*** Working data ***
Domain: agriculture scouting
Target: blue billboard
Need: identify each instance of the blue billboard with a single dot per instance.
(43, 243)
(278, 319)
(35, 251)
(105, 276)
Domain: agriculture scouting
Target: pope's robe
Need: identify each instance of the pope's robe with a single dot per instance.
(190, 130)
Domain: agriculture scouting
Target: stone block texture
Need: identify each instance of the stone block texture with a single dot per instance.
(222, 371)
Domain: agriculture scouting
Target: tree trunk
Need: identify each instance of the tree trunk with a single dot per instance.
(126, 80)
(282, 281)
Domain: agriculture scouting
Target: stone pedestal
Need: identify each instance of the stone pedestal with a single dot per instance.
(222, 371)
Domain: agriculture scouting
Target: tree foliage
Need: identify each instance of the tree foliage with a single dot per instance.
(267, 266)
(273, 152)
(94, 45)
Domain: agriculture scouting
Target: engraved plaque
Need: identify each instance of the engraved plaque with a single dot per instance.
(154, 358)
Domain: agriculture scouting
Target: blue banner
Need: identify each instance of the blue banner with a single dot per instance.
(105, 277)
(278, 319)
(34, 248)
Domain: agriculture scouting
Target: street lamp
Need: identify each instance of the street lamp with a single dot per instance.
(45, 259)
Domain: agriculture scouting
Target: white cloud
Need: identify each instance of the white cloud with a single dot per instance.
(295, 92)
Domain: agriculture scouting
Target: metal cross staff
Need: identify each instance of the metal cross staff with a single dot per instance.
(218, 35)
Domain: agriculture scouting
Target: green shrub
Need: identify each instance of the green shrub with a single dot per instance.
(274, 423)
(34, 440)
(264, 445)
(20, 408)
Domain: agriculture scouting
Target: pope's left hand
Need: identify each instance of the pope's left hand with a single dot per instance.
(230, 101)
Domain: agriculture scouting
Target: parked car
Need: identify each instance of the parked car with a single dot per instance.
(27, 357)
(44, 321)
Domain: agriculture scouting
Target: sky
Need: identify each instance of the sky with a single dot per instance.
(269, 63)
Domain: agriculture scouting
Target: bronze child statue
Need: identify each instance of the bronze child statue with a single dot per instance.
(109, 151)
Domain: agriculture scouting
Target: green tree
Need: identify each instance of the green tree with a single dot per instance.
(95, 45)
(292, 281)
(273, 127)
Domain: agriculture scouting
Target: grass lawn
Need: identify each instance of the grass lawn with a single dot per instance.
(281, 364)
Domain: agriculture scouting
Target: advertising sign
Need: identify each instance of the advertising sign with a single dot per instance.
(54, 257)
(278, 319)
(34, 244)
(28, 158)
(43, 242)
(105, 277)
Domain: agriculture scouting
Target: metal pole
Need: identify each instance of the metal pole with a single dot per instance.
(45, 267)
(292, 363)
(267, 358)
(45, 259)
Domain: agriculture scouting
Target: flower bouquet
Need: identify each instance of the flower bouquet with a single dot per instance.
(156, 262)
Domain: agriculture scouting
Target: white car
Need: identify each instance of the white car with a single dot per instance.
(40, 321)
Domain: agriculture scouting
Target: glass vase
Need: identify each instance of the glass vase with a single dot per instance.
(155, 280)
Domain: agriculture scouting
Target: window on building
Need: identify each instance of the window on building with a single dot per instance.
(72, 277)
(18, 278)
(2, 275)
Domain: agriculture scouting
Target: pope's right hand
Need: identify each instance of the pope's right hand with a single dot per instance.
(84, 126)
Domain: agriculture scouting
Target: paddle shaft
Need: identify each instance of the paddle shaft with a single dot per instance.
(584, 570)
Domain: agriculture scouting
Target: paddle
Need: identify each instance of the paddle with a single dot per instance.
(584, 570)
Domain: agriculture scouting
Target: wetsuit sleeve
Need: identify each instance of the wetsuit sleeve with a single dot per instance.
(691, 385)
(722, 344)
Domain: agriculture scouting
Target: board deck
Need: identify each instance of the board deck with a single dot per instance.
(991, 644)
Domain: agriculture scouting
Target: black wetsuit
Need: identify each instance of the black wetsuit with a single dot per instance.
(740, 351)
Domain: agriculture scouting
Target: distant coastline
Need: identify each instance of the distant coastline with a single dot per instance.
*** End of Working data ***
Task goal —
Look above for the line with "Target: window on building" and the line with "Target: black wetsuit". Write out those two lines and all the lines between them, exactly, and no others.

Answer below —
Target: window on building
Need: identify each instance of the window on building with a single dot per instance.
(72, 277)
(18, 278)
(2, 275)
Domain: agriculture scouting
Target: pope's right hand
Need: identify each instance of the pope's right hand with a single dot per instance.
(84, 126)
Domain: agriculture scouting
Target: paddle shaft
Need: identify each instance of the paddle shaft with a single dot per instance.
(584, 570)
Domain: agriculture scouting
Target: paddle
Need: identify each instance of the paddle with a single dot per instance.
(584, 570)
Domain: agriculture scouting
Target: wetsuit sleeve
Need: identify each instance of the wetsuit sleeve with a single dot per instance.
(691, 385)
(722, 344)
Domain: agriculture scouting
Target: board deck
Need: identify each instance of the board deck with a single dot per instance.
(991, 644)
Domain: agriculture scouting
Target: black wetsuit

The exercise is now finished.